* _Text provided_
>>>
Few topics inspire such hot debate among writers as fanfiction. If you don’t know, fanfiction is the practice of writing stories starring characters from other media: television shows, movies, comic books, novels, etc. As a fanfiction reader (and erstwhile writer), I wanted to blog about this topic and explore both its controversies and its appeal.
Fanfiction inspires several controversies from different factions. First, there’s the whole copyright issue. These aren’t your characters, so how can you get away with writing about them? Well, generally, fanfiction is posted for free online and no one makes any profit from it. Almost all pieces of fanfiction are accompanied by disclaimers: “Not mine,” “no profit is being made,” etc. Authors and creators vary in their responses to fanfiction: some enjoy that it exists, and some despise it. Occasionally they put out “cease and desist” letters, requesting takedowns… but these reactions are the exceptions, not the rule.
<<<
* _Material_
>>>
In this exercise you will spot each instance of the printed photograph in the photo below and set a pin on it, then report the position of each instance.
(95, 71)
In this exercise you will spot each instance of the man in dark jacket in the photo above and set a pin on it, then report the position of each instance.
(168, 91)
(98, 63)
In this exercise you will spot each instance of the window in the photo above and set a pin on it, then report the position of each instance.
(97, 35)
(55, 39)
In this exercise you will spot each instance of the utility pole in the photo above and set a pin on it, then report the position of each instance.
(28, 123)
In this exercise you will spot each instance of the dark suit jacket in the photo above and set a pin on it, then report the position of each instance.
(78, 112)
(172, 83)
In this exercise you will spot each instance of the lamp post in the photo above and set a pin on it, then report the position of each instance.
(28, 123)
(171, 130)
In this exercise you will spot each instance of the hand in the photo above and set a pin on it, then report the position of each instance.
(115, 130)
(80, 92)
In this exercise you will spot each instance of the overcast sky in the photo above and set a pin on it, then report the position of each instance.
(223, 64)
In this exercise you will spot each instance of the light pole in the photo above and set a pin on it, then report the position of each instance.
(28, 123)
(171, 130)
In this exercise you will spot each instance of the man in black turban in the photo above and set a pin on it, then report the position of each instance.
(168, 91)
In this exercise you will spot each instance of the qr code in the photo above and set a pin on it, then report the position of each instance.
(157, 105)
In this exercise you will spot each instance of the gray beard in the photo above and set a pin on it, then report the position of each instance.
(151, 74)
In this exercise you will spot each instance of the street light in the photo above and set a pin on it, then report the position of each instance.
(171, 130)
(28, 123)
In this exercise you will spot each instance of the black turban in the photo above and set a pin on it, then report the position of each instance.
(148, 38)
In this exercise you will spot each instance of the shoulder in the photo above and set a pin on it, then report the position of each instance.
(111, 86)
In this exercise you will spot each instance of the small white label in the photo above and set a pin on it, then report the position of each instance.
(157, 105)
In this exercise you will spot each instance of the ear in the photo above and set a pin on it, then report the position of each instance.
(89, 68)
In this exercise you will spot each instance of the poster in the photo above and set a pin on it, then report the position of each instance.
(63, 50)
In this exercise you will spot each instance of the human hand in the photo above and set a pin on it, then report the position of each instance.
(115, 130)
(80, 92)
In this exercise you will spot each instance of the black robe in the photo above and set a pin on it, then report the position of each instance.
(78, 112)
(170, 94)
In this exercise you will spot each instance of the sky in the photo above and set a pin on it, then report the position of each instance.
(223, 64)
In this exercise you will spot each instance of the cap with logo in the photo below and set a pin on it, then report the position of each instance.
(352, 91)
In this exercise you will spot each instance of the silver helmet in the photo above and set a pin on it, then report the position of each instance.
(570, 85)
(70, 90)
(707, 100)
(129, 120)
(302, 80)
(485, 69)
<<<
* _Tasks to carry out_
[1] Extract the part of the fanfiction text running from "Few topics inspire" up to and including "and its appeal.".
[2] Extend the piece on fanfiction, continuing after its final sentence.

* _Answers by task_
[1]
Few topics inspire such hot debate among writers as fanfiction. If you don’t know, fanfiction is the practice of writing stories starring characters from other media: television shows, movies, comic books, novels, etc. As a fanfiction reader (and erstwhile writer), I wanted to blog about this topic and explore both its controversies and its appeal.

[2]
Another area of the controversy comes when authors of popular fanfiction works change those works in either major or minor ways, then publish them for profit. It’s no secret that E.L James’s 50 Shades Of Grey began as a Twilight fanfiction piece called Master Of The Universe – which disappointingly has nothing to do with He-Man. Cassandra Clare’s The Mortal Instruments is said to bear many resemblances to her Harry Potter fanfiction The Draco Trilogy, which I haven’t read and can neither confirm nor deny, but the accusations are running rife online. So at what point does a fanfiction become original? That line, the point where a derivative work is considered no longer derivative, is hotly debated.
The third and final controvery, and the one wherein I am most personally invested, is the dismissal of fanfiction as a “lesser-than” form of writing. Critics treat the writers of fanfiction as if they are inferior to “real” writers, scoffing at their writing skills and the validity of their work. I watched a writer driven off a Facebook group in shame by the flaming they received about writing fanfiction, and it broke my heart. Even by those who don’t oppose fanfiction or its writers, it’s often treated as a stepping-stone to “real” writing, rather than a craft in and of itself. But for every writer that begins writing fanfiction and eventually stops writing it, there are many others who never stop, and that’s wonderful. You can use fanfiction as a stepping stone if you want, but there’s nothing wrong with writing fanfiction for the sheer joy of writing fanfiction.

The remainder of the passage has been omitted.